**Stated problem:**
Copy every one of the following rows word for word, leaving out the pictures.
:::::
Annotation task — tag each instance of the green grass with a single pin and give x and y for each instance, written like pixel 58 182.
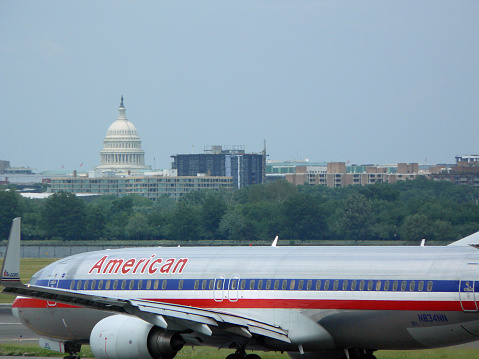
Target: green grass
pixel 212 353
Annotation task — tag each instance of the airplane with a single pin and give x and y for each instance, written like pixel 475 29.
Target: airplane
pixel 311 302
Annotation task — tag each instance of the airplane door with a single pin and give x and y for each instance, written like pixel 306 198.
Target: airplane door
pixel 233 288
pixel 467 288
pixel 219 288
pixel 52 283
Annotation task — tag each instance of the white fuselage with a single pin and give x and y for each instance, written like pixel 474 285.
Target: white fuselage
pixel 364 297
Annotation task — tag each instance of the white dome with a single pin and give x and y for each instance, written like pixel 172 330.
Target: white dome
pixel 122 146
pixel 122 127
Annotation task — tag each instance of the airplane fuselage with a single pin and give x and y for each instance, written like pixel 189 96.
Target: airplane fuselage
pixel 361 297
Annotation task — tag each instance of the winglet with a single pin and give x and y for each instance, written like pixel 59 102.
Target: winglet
pixel 11 262
pixel 275 242
pixel 467 241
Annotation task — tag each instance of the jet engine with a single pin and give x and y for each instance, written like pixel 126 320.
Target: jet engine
pixel 124 337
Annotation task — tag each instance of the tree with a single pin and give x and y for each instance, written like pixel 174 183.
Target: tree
pixel 356 219
pixel 212 210
pixel 303 218
pixel 183 223
pixel 138 226
pixel 63 216
pixel 233 225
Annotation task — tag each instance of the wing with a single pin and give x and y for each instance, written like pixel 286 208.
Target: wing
pixel 168 316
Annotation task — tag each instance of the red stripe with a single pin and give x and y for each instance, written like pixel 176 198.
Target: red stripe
pixel 284 303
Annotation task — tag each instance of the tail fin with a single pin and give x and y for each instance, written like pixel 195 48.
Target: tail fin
pixel 11 262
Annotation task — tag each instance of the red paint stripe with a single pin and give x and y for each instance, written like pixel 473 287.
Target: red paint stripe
pixel 284 303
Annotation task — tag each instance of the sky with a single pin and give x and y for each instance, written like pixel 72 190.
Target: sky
pixel 376 82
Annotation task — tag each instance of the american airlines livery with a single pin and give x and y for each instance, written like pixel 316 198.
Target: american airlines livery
pixel 311 302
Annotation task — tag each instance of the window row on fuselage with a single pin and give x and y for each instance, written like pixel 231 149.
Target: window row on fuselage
pixel 257 284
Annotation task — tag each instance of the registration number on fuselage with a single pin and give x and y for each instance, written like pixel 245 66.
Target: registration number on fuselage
pixel 431 318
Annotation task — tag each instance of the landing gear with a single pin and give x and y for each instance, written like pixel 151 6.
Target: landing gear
pixel 360 354
pixel 73 349
pixel 241 354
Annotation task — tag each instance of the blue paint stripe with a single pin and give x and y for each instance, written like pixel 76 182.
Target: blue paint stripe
pixel 341 285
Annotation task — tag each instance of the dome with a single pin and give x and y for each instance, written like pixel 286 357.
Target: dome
pixel 122 128
pixel 122 146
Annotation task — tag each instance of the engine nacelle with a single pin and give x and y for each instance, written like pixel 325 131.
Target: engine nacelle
pixel 124 337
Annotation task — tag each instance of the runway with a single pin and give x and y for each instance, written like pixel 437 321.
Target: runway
pixel 12 331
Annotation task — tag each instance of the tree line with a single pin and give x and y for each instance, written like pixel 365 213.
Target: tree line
pixel 407 210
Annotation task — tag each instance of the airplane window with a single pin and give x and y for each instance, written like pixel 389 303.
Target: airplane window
pixel 353 285
pixel 292 284
pixel 243 284
pixel 268 284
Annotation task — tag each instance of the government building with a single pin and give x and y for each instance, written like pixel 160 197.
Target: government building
pixel 122 170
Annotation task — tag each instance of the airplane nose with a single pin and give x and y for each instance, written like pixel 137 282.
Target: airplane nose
pixel 15 313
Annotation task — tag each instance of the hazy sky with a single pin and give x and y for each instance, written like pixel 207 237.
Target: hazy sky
pixel 359 81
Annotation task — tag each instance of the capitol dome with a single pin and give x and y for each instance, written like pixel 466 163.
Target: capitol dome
pixel 122 146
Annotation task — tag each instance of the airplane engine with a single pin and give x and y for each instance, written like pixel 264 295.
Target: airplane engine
pixel 124 337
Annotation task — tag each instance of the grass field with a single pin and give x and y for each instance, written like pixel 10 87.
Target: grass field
pixel 211 353
pixel 29 266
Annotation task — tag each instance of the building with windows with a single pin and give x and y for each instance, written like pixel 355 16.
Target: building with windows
pixel 151 187
pixel 245 168
pixel 337 174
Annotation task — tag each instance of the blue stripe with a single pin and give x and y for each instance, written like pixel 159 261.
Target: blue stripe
pixel 447 286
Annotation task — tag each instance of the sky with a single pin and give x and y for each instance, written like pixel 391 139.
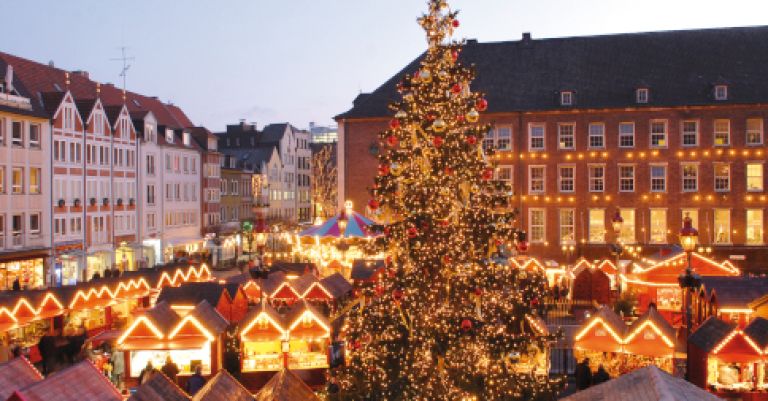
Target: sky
pixel 271 61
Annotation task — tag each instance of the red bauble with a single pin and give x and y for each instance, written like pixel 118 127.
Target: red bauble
pixel 392 141
pixel 437 141
pixel 481 104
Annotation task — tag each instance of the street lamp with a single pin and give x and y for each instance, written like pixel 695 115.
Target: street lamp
pixel 690 281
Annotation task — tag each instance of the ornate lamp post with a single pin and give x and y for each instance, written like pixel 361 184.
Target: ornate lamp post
pixel 690 281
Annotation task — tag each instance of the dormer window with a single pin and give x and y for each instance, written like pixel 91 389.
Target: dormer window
pixel 641 95
pixel 566 98
pixel 721 92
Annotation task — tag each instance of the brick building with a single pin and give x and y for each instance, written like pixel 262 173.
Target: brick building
pixel 653 125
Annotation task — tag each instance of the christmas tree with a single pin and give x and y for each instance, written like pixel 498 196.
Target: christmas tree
pixel 451 320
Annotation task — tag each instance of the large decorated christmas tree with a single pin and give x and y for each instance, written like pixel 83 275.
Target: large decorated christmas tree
pixel 451 319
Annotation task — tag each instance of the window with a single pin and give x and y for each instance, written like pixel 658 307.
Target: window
:::::
**Written solution:**
Annotation task — tag each instance of the green grass with a single pin and give x and y for each instance, written like pixel 58 182.
Target: green grass
pixel 212 353
Annotation task — tag each instance of the airplane with a single pin and give x and y for each instance, written like pixel 475 29.
Target: airplane
pixel 311 302
Annotation task — tag each instance of the airplane door with a single pin and give x and y for each instance, written like pixel 306 198.
Target: airplane door
pixel 233 288
pixel 467 288
pixel 219 288
pixel 52 283
Annotation task — tag each instance of the white fuselage with a single pin and give x and y for each instance, written like pixel 474 285.
Target: white fuselage
pixel 364 297
Annotation task — tag each instance of the white dome with a single pin and give x and y for each instance, written like pixel 172 330.
Target: white dome
pixel 122 146
pixel 122 127
Annotation task — tag each instance of the airplane fuselage with a single pin and give x and y for each instance, written like pixel 189 96.
Target: airplane fuselage
pixel 361 297
Annotation task — tag each instance of the winglet with a single pin and give x and y for each instance, written like pixel 59 102.
Target: winglet
pixel 11 262
pixel 275 242
pixel 467 241
Annotation task — tag each instance of the jet engine with a single pin and give x and y for each instance, written like pixel 126 320.
Target: jet engine
pixel 124 337
Annotation task — tag each instance of the tree with a single pin and give x and y for each instance, written like pixel 174 183.
Target: tree
pixel 356 219
pixel 212 210
pixel 303 218
pixel 183 223
pixel 138 226
pixel 63 216
pixel 233 225
Annotation task — tag each instance of the wing with a single pin and give x and y for each instance, written like pixel 286 208.
Target: wing
pixel 168 316
Annotation task — tag each instance of the red stripe with a single pin and give x and y for each instance, written like pixel 176 198.
Target: red stripe
pixel 284 303
Annotation task — tag each instance of the tail fin with a single pin and give x and y for each instance, written like pixel 195 48.
Target: tail fin
pixel 11 262
Annotation task — tag each instance of the red paint stripe with a single pin and give x and y for each instance, written like pixel 473 287.
Target: red paint stripe
pixel 284 303
Annotation task — tag each instance of the sky with a single pin and give x and y for each instance, written like pixel 72 190.
Target: sky
pixel 376 82
Annotation task — tag each instance of the american airlines livery with a single pin and give x and y for each instance, written like pixel 316 198.
Target: american airlines livery
pixel 311 302
Annotation task — tag each instance of the window row on fuselage with a single pin and give x and y for each instance, written like pixel 231 149.
Target: window row on fuselage
pixel 257 284
Annotation task — tag each instance of the registration number on fuselage with a single pin and give x and y for each instance, written like pixel 245 66.
Target: registration number on fuselage
pixel 431 318
Annotation task — tag each instance of the landing gear with a single pin and give x and y for each instance, written like pixel 151 6.
Target: landing gear
pixel 360 354
pixel 73 349
pixel 241 354
Annotation task — tag each instance of the blue paint stripe with a single pin and give x and y for each instance, written like pixel 76 182.
Target: blue paint stripe
pixel 341 285
Annotation task — tag each instance of the dome with a single pin and give x and y for each instance, written like pixel 286 357.
Target: dome
pixel 122 128
pixel 122 146
Annotation task — tag each instance of the engine nacelle with a single pin and give x and y for each instance, written like pixel 325 131.
Target: engine nacelle
pixel 124 337
Annotation task — tag each instance of the runway with a single pin and give x and y for each instance, written like pixel 437 321.
Target: runway
pixel 12 331
Annotation task — tag each instance of the tree line with a single pin and give x and y for each instance, written like pixel 365 213.
Target: tree line
pixel 407 210
Annotation task — tag each instance of the airplane window with a single pin and give x and y for each instance, written like pixel 389 303.
Target: airplane window
pixel 353 285
pixel 292 284
pixel 243 284
pixel 268 284
Annotation task — tag each instance of the government building with a single pin and give x and y for each instance, written like pixel 160 197.
Target: government building
pixel 122 170
Annotation task — tag each instance of the airplane nose with a single pin and give x and y for each instance, written like pixel 137 282.
Target: airplane nose
pixel 15 313
Annotation task — tag each instance of the hazy sky with a single pin and give x and y for each instance, written like pixel 207 237.
Target: hazy sky
pixel 359 81
Annotation task — tag each instance of the capitol dome with a single pin and give x and y for each instance, written like pixel 466 163.
Target: capitol dome
pixel 122 146
Annotation task — tag each instance of the airplane engine with a single pin and give x and y for each instance, written like pixel 264 295.
Target: airplane engine
pixel 124 337
Annotation task — tag each instance of the grass field with a single pin and give x and y for each instance, written like pixel 10 87.
Target: grass field
pixel 211 353
pixel 29 266
Annotation task — tag each instance of the building with windows with a single pin and give x and y for each instance, written like pixel 355 16.
Target: building with windows
pixel 151 187
pixel 245 168
pixel 337 174
Annotation task — tag each instance of the blue stripe with a single pin and give x and y for each instance, written like pixel 159 261.
Target: blue stripe
pixel 447 286
Annotation task — tag each instance of the sky with a single pin and give x and y for each instance, written like pixel 391 139.
Target: sky
pixel 271 61
Annotation task — tag each instance of the red bauble with a single pin and give x and y for each instance, written like pixel 118 127.
Target: red bauble
pixel 392 141
pixel 437 141
pixel 481 104
Annotation task — tag each instance of the street lamp with a single pin and give x and y for each instance, written like pixel 695 115.
Target: street lamp
pixel 690 281
Annotation task — tag each instance of the ornate lamp post with a single pin and give x and y for each instance, written like pixel 361 184.
Target: ornate lamp post
pixel 690 281
Annotation task — tag each instance of the dormer window with a single pin and give x and y for each instance, written like pixel 91 389.
Target: dormer window
pixel 641 95
pixel 566 98
pixel 721 92
Annotation task — tag each instance of the brick building with a single pin and give x and y for each instance, written like pixel 262 173.
Target: brick building
pixel 653 125
Annotation task — tag each instance of the christmas tree with a single pin and give x and y for each instance, written like pixel 498 196.
Target: christmas tree
pixel 451 320
Annotation task — tag each instance of the large decorated christmas tree with a single pin and give x and y for each instance, written like pixel 83 275.
Target: large decorated christmas tree
pixel 451 319
Annotation task — tag each instance of the window with a single pin and give x and y for each instance, written like pixel 658 307.
Target: window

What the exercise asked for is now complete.